=== Section Start ===
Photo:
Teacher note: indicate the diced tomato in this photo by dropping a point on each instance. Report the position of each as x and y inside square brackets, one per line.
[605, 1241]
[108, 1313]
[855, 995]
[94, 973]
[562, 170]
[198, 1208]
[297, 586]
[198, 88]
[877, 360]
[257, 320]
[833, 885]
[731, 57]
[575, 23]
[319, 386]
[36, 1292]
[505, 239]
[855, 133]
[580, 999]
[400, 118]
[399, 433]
=== Section End ===
### Work task
All the lines of the material above must be given again exactly.

### Reply
Photo:
Teacher note: indicate the diced tomato in this photo by dropping a point on each instance. Report the position of each as x and y inside square brackets, one per line.
[605, 1241]
[108, 1313]
[855, 995]
[94, 973]
[562, 170]
[198, 1208]
[297, 586]
[198, 88]
[877, 360]
[257, 320]
[833, 885]
[731, 57]
[575, 23]
[319, 386]
[36, 1292]
[505, 239]
[855, 133]
[580, 999]
[400, 118]
[399, 433]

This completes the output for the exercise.